== What the exercise asks ==
Render all the items below as a two-column CSV headed instruction,response, giving each "point:" line and its coordinates one row, each in a quoted field with line breaks turned into spaces. Leave the pictures out.

== Data provided ==
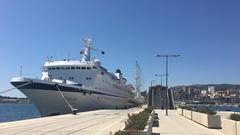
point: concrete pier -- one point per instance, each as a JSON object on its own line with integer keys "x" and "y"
{"x": 99, "y": 122}
{"x": 174, "y": 124}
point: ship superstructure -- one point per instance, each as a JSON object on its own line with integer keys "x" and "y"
{"x": 79, "y": 85}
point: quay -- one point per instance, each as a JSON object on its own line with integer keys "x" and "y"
{"x": 105, "y": 122}
{"x": 175, "y": 124}
{"x": 98, "y": 122}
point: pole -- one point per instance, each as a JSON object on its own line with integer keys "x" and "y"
{"x": 167, "y": 86}
{"x": 152, "y": 93}
{"x": 161, "y": 80}
{"x": 167, "y": 100}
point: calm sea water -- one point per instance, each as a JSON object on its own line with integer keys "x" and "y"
{"x": 13, "y": 112}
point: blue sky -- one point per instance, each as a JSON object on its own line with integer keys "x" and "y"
{"x": 205, "y": 32}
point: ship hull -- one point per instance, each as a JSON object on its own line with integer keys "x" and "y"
{"x": 47, "y": 98}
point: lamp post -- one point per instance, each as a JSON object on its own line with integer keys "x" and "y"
{"x": 161, "y": 75}
{"x": 166, "y": 56}
{"x": 152, "y": 81}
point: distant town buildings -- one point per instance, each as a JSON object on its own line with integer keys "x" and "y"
{"x": 190, "y": 94}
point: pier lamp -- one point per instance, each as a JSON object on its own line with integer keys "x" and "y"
{"x": 161, "y": 75}
{"x": 166, "y": 56}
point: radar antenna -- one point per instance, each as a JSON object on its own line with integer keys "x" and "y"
{"x": 138, "y": 80}
{"x": 86, "y": 52}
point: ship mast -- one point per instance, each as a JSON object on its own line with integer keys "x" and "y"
{"x": 86, "y": 52}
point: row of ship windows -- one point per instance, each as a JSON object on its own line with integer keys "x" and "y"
{"x": 62, "y": 68}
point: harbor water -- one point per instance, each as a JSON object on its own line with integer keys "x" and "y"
{"x": 13, "y": 112}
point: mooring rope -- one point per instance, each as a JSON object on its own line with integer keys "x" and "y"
{"x": 69, "y": 105}
{"x": 19, "y": 86}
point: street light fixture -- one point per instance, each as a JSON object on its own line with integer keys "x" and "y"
{"x": 166, "y": 56}
{"x": 161, "y": 75}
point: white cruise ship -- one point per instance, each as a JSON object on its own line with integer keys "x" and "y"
{"x": 73, "y": 86}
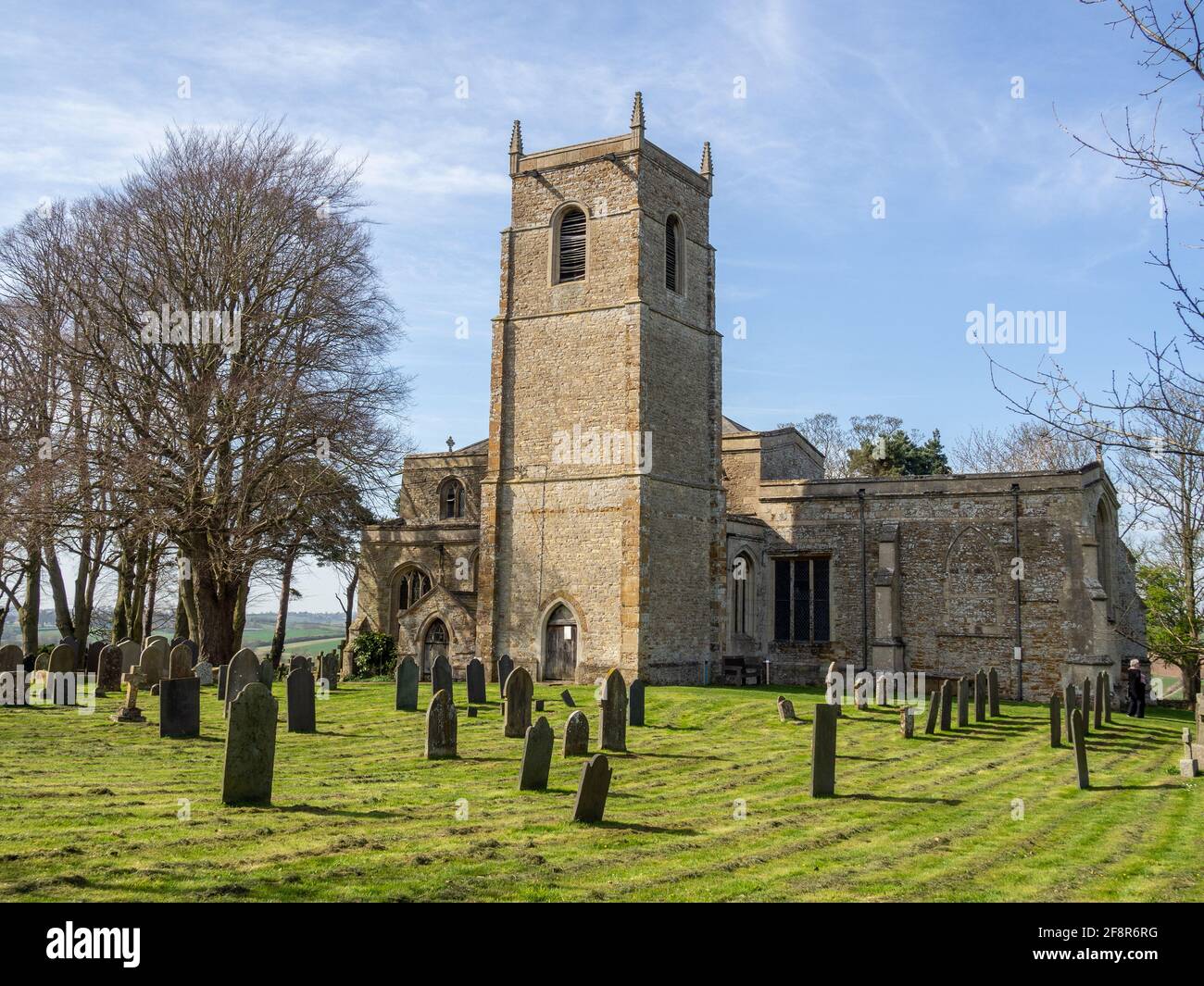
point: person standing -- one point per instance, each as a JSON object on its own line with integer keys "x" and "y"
{"x": 1136, "y": 690}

== Result ==
instruction,response
"point: concrete pier -- one point per instance, each as a JSON object on its own line with integer keys ""x"" and ""y""","{""x"": 99, ""y"": 122} {""x"": 174, ""y"": 124}"
"point: ship superstructure -- one point per instance, each as a JSON object on its own line with integer keys ""x"" and ""y""","{""x"": 79, ""y"": 85}"
"point: quay -- one point per instance, each as a JSON object on its own line with integer keys ""x"" and ""y""","{""x"": 105, ""y"": 122} {""x"": 175, ""y"": 124} {""x"": 98, ""y"": 122}"
"point: pole -- one point per instance, each as a JSON object on its own line with integer keys ""x"" and ""y""","{""x"": 167, ""y"": 86} {""x"": 152, ""y"": 93} {""x"": 161, ""y"": 80} {""x"": 167, ""y"": 100}"
"point: calm sea water -- one point per instance, each as a JSON object on its own line with integer keys ""x"" and ""y""","{""x"": 13, ""y"": 112}"
"point: blue sky -- one point per instance, each as a JSON object on its own line with integer keys ""x"" and ""y""","{""x"": 205, ""y"": 32}"
"point: ship hull -- one point per instance, each as a JSON object on its own line with integer keys ""x"" and ""y""","{""x"": 47, ""y"": 98}"
"point: lamp post -- one point per instance, each as a JSON object on its own line with integer keys ""x"" and ""y""","{""x"": 161, ""y"": 75} {""x"": 166, ""y"": 56} {""x"": 152, ""y"": 81}"
"point: distant town buildings -- one point per instance, each as a JSON object on its own line with integer keys ""x"" and ""y""","{""x"": 190, ""y"": 94}"
"point: pier lamp -- one point per instance, each as a JSON object on its own line with integer keys ""x"" and ""y""","{""x"": 161, ""y"": 75} {""x"": 166, ""y"": 56}"
"point: radar antenna -- one point per instance, each as a JSON object on its own line with integer keys ""x"" and ""y""","{""x"": 138, ""y"": 80} {""x"": 86, ""y"": 52}"
"point: ship mast -- one point per instance, each as a JSON object on its own line with integer keys ""x"" and ""y""","{""x"": 86, ""y"": 52}"
"point: row of ship windows -- one point per instance, each as a JSON object on its own line with integer keys ""x"" and ""y""","{""x"": 62, ""y"": 68}"
"point: harbor water -- one point per instance, each as a JSON object on its own line with integer keys ""x"" and ""y""","{""x"": 13, ""y"": 112}"
"point: mooring rope -- one point per instance, each as a JSON object on its own line with integer keys ""x"" and ""y""","{""x"": 69, ""y"": 105} {""x"": 19, ""y"": 86}"
"point: street light fixture -- one point per instance, each as a JSON object on its own line with integer keys ""x"" and ""y""","{""x"": 166, ""y"": 56} {""x"": 161, ""y"": 75}"
"point: white cruise ship -- one point per instance, each as a JSON object on its own line with integer keys ""x"" and ""y""","{""x"": 73, ""y"": 86}"
"point: person standing -- one point per instance, each as a JSON object on its own line with integer keys ""x"" and ""y""","{""x"": 1136, ""y"": 690}"